EXERCISE BRIEF →
Set down the records below in full, exactly as they read.

MATERIAL FOR THE TASK →

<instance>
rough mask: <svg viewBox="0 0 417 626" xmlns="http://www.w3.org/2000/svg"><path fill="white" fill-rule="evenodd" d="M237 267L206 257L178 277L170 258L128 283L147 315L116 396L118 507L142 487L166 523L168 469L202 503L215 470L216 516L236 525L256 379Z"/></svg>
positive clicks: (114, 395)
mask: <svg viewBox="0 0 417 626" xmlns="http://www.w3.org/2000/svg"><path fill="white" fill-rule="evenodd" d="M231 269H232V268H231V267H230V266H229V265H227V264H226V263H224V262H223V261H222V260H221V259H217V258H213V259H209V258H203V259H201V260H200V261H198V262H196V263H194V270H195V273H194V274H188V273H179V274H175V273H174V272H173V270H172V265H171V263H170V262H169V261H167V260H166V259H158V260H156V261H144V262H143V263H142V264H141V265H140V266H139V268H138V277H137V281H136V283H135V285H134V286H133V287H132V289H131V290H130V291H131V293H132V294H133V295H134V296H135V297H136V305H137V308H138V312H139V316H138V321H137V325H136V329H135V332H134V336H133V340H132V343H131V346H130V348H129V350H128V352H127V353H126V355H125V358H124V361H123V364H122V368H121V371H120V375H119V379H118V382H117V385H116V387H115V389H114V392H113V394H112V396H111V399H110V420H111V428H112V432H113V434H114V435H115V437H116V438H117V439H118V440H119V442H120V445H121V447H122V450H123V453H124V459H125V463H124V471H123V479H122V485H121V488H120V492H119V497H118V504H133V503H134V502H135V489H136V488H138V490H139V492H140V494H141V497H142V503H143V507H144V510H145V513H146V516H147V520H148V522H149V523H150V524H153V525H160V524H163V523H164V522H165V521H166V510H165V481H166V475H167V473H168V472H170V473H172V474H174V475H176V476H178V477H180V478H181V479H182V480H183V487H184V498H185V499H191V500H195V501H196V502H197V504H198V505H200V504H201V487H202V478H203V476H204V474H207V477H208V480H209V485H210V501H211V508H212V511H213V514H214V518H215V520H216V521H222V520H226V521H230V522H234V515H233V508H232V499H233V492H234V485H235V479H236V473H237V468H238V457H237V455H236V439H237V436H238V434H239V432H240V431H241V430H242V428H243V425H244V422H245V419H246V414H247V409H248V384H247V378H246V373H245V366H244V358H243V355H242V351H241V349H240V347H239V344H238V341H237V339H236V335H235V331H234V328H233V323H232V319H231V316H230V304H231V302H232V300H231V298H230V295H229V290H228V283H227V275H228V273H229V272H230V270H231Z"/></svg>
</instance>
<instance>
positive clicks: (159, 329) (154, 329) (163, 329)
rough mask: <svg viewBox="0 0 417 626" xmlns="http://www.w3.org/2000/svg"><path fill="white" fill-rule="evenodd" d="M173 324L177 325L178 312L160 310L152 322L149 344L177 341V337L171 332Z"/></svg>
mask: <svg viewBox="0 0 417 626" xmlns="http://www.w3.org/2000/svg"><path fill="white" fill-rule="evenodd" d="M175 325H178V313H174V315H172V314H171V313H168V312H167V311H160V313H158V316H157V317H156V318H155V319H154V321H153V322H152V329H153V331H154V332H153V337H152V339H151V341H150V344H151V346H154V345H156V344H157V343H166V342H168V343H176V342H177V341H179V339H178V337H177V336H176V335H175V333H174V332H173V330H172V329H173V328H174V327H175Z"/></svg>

REPLY TO THE EXERCISE →
<instance>
rough mask: <svg viewBox="0 0 417 626" xmlns="http://www.w3.org/2000/svg"><path fill="white" fill-rule="evenodd" d="M237 267L206 257L178 277L170 258L128 283L147 315L116 396L118 507L142 487L166 523L168 469L202 503L215 470L216 516L236 525L256 379Z"/></svg>
positive clicks: (114, 395)
mask: <svg viewBox="0 0 417 626" xmlns="http://www.w3.org/2000/svg"><path fill="white" fill-rule="evenodd" d="M231 269H232V268H231V267H230V266H229V265H227V264H226V263H224V262H223V261H222V260H221V259H217V258H213V259H209V258H203V259H201V260H200V261H198V262H196V263H194V270H195V273H194V274H188V273H179V274H175V273H174V272H173V270H172V265H171V263H170V262H169V261H167V260H166V259H158V260H156V261H144V262H143V263H142V264H141V265H140V266H139V268H138V277H137V281H136V283H135V285H134V286H133V287H132V289H131V290H130V291H131V293H132V294H133V295H134V296H135V297H136V305H137V308H138V312H139V316H138V321H137V325H136V329H135V332H134V336H133V340H132V343H131V346H130V348H129V350H128V352H127V353H126V355H125V358H124V361H123V364H122V368H121V371H120V375H119V379H118V382H117V385H116V387H115V389H114V392H113V394H112V396H111V399H110V420H111V428H112V432H113V434H114V435H115V437H116V438H117V439H118V440H119V442H120V445H121V447H122V450H123V453H124V459H125V463H124V471H123V479H122V485H121V488H120V492H119V497H118V504H133V503H134V502H135V489H136V488H138V490H139V492H140V494H141V497H142V503H143V507H144V510H145V513H146V516H147V520H148V522H149V523H150V524H153V525H160V524H163V523H164V522H165V521H166V510H165V481H166V475H167V473H168V472H170V473H172V474H174V475H176V476H178V477H180V478H181V479H182V480H183V487H184V498H185V499H191V500H195V501H196V502H197V504H198V505H200V504H201V487H202V478H203V476H204V474H207V477H208V480H209V485H210V501H211V508H212V511H213V514H214V518H215V520H216V521H222V520H226V521H230V522H234V515H233V508H232V499H233V492H234V485H235V479H236V473H237V468H238V457H237V455H236V439H237V436H238V434H239V432H240V431H241V430H242V428H243V425H244V422H245V419H246V414H247V409H248V384H247V378H246V373H245V366H244V358H243V355H242V351H241V349H240V347H239V344H238V341H237V339H236V335H235V331H234V328H233V323H232V319H231V316H230V304H231V302H232V300H231V298H230V295H229V290H228V283H227V275H228V273H229V272H230V270H231Z"/></svg>
</instance>
<instance>
positive clicks: (159, 329) (154, 329) (163, 329)
rough mask: <svg viewBox="0 0 417 626" xmlns="http://www.w3.org/2000/svg"><path fill="white" fill-rule="evenodd" d="M173 324L177 325L178 312L160 310L152 322L149 344L177 341V337L171 332Z"/></svg>
mask: <svg viewBox="0 0 417 626" xmlns="http://www.w3.org/2000/svg"><path fill="white" fill-rule="evenodd" d="M175 325H178V313H174V315H172V314H171V313H168V312H167V311H160V313H158V316H157V317H156V318H155V319H154V321H153V322H152V329H153V331H154V332H153V337H152V339H151V341H150V344H151V346H154V345H156V344H157V343H166V342H168V343H176V342H177V341H179V339H178V337H177V336H176V335H175V333H174V332H173V330H172V329H173V328H174V327H175Z"/></svg>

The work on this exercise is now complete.